▶ Work to do
Gather every line in the rows below that contains the word "picture", and copy each one out in full.

▶ Recorded data
[start]

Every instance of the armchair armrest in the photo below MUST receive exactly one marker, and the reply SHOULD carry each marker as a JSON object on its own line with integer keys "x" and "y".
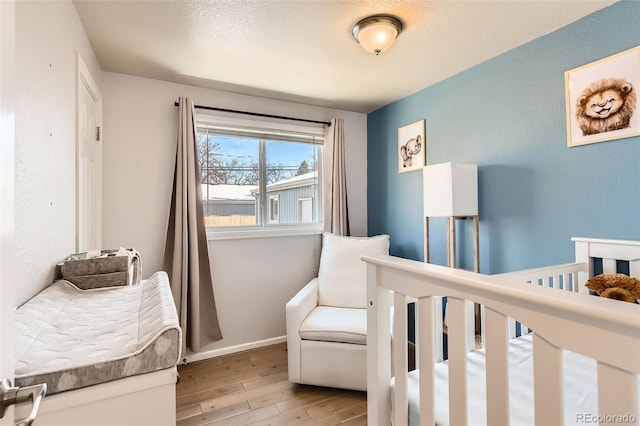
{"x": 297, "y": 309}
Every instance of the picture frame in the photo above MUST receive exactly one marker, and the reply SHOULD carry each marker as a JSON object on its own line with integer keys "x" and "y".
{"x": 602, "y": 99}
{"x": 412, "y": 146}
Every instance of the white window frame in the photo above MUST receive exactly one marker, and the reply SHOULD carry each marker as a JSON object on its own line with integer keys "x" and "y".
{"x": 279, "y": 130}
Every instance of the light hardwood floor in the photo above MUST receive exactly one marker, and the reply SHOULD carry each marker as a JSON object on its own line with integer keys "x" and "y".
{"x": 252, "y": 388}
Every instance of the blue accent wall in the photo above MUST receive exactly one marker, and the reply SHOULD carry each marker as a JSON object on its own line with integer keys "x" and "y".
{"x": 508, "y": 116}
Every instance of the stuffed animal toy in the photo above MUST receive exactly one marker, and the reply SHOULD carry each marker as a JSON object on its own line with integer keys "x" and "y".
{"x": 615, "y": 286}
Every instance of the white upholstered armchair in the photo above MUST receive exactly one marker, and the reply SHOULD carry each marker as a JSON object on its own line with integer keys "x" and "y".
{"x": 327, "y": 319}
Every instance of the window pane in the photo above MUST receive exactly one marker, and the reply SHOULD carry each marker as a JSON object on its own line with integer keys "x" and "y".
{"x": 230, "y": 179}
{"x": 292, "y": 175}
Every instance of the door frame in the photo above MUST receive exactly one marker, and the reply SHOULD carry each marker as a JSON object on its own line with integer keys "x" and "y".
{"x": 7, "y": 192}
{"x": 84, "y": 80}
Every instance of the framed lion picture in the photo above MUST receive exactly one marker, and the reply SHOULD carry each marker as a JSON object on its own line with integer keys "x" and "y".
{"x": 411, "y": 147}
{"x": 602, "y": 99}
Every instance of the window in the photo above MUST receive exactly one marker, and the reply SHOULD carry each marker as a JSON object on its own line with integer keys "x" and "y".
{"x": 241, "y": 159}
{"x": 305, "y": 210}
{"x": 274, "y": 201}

[end]
[start]

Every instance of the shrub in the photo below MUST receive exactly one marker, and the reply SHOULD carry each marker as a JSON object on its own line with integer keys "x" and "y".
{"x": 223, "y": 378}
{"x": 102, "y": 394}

[end]

▶ Task solution
Every instance of the picture frame in the photo above MUST receive exactly one marker, and the reply SHOULD carry each marker as a JSON object on its own line with integer keys "x" and "y".
Every instance of the framed lion picture in the photo above MUST receive exactly one marker, and the reply SHOULD carry each marker as a JSON object on its own line with integer keys "x" and "y".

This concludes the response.